■ Что написать:
Допишите следующую часть текста о Коктебеле и доме Волошина, начиная сразу после его последнего предложения.
***** Выбранный отрывок
Лето 1924 года осталось в памяти многих побывавших в Коктебеле. В Москве и Ленинграде писатели с восторгом вспоминали о безмятежных днях коктебельского отдыха, рассказывая о синем море, жарком солнце, о чудесных камушках, которыми были усеяны каменистый берег и дно моря, — о сердоликах, халцедонах и других полудрагоценных камнях, при виде которых многие заболевали «каменной болезнью» и проводили часы, разыскивая на морском берегу все новые и новые сокровища, которые они в конце лета пудами увозили в Ленинград или в Москву.
Так началась слава Коктебеля. Вскоре волошинская дача не могла вместить и сотой части желающих. Ленинградская и московская писательские организации, воспользовавшись отчасти помещениями, принадлежавшими Волошину, через некоторое время построили дома отдыха для своих писателей. Одновременно небольшую коктебельскую прибрежную полосу осваивали различные ведомства и профсоюзы для строительства своих домов отдыха и здравниц.
Те, кто полюбил Коктебель, продолжали ездить туда, привозя с собой детей, потом дети вырастали, женились или выходили замуж и, в свою очередь, привозили своих детей на гостеприимный берег Восточного Крыма. Но Макса уже не было. Старый поэт умер в 1932 году.
Вдова Максимилиана Александровича Мария Степановна оставалась жить в старом доме. Устное предание сохранило в памяти людей это имя, бывшее жилище Волошина во время фашистской оккупации Крыма и позднее сохранило название «Дома поэта». Мария Степановна стерегла там книги, рукописи и акварели Волошина.
**********
***** Записанные данные
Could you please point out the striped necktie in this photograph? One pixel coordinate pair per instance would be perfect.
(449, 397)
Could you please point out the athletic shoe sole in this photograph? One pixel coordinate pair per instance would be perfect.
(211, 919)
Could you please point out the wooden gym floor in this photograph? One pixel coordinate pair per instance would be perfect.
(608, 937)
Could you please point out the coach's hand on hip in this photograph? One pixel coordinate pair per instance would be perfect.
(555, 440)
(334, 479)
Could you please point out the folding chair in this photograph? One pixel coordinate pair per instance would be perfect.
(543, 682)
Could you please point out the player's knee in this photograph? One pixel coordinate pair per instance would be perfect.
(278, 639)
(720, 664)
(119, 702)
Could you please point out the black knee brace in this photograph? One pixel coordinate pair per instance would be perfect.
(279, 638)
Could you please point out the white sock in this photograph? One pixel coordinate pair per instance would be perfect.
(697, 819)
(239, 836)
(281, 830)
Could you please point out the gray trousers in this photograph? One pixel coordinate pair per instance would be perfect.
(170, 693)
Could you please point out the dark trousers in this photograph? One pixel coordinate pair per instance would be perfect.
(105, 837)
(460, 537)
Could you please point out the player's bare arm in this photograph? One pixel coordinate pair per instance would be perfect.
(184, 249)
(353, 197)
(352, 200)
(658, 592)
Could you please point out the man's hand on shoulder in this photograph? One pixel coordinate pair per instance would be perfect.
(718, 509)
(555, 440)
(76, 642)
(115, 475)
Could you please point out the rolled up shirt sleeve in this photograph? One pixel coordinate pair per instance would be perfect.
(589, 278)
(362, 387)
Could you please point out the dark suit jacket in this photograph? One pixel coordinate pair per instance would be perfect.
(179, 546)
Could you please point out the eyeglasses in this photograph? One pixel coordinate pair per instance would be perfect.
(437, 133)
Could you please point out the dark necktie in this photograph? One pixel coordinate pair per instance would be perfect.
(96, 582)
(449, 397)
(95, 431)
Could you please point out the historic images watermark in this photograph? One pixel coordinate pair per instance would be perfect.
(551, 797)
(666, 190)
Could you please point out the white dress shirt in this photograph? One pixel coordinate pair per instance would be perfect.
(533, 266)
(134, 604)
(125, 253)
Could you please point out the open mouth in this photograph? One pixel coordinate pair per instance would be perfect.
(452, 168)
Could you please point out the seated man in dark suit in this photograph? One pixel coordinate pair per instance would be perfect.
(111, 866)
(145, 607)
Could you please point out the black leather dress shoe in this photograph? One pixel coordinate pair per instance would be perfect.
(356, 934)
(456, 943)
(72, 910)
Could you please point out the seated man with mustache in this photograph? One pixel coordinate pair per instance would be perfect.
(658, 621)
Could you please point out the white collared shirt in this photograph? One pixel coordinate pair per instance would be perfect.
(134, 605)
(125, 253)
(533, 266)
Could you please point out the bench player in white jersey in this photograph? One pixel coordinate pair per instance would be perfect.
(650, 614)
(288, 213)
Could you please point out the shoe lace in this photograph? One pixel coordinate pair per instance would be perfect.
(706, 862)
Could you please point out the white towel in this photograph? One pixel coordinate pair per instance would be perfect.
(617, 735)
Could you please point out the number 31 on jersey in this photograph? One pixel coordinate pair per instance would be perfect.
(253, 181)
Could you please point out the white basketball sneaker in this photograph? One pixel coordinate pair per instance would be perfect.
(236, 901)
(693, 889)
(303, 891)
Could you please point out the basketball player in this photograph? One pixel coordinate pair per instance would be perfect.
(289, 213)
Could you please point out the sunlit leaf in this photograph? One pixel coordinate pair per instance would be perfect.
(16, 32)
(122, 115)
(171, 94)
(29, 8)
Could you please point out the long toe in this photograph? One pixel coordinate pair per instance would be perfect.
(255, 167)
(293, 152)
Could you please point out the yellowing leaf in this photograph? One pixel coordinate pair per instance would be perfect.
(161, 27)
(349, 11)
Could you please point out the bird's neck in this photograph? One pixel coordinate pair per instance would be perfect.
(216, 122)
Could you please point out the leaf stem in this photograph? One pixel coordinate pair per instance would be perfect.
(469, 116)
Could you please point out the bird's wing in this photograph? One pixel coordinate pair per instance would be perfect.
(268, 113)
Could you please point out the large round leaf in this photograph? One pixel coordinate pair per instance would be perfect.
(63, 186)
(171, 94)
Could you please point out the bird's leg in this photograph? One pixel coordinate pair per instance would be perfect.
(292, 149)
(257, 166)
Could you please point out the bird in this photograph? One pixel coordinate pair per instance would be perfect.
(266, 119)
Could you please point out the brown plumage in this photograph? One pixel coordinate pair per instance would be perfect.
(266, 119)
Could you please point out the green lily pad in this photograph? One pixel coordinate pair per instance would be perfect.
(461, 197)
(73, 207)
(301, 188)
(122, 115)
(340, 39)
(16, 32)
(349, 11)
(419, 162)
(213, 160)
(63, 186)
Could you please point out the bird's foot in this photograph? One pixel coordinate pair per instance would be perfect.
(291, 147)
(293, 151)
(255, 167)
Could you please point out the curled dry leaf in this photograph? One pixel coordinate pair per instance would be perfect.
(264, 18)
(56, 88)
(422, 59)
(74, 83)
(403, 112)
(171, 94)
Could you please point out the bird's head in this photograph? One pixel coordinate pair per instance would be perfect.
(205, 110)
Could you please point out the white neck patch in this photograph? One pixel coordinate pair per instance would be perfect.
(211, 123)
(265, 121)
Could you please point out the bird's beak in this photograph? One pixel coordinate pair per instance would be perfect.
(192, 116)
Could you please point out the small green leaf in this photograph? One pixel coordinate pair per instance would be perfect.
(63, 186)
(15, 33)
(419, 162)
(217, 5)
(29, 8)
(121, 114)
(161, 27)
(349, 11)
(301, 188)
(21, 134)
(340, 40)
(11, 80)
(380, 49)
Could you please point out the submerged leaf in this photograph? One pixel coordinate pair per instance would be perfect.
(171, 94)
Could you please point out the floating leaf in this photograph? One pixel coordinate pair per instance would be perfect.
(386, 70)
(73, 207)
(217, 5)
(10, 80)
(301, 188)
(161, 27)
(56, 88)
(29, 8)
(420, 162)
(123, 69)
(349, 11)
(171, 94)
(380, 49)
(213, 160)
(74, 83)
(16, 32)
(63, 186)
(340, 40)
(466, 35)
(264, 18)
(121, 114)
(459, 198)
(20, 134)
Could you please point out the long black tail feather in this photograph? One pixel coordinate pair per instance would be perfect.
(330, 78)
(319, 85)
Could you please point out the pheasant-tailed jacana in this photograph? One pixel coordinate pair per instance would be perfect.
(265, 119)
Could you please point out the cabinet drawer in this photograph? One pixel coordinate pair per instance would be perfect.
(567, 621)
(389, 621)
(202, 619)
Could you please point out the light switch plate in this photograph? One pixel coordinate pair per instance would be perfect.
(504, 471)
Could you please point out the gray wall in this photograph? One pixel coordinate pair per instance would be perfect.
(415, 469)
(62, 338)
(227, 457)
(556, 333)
**********
■ Ответ на задание:
В 1961 году она впервые приехала в Ленинград, где в Доме писателей имени Маяковского была устроена выставка пейзажей Максимилиана Волошина. То обстоятельство, что в Москве, а потом в Ленинграде организовали эту выставку, было неожиданностью, почти чудом, даром судьбы, который она бросила на могилу поэта, человека искусства, не получившего признания при жизни. Случай?
Директор одного из больших московских заводов, человек культурный и любящий искусство[641]
, побывал в Доме поэта в Коктебеле во время своего летнего отпуска, увидел акварели Волошина и пленился ими. Несколько из полюбившихся ему видов Крыма он приобрел у Марии Степановны, привез в Москву, и здесь по его указанию выставку крымских пейзажей Волошина открыли в клубе того завода, которым этот директор руководил. Мария Степановна охотно прислала сохранившиеся у нее работы Макса, а специалисты оформили их, развесили и «попали» так, что они засверкали. Здесь выставку эту повидали многие приглашенные на ее открытие писатели и художники, а потом ее перенесли в московский Дом писателей. О ней говорили, писали в газетах. Ленинградский Дом писателей тоже захотел показать ее и перевез к себе. Теперь акварели переданы ИРЛИ (Пушкинскому Дому).Так спустя почти тридцать лет после смерти имя почти забытого поэта вновь прозвучало — на этот раз как имя художника. Так Марии Степановне удалось осуществить свою давнюю мечту побывать в Ленинграде, и по моей просьбе, после разговора со мной, она в 1962 году прислала мне отрывок из воспоминаний Волошина о Черубине де Габриак.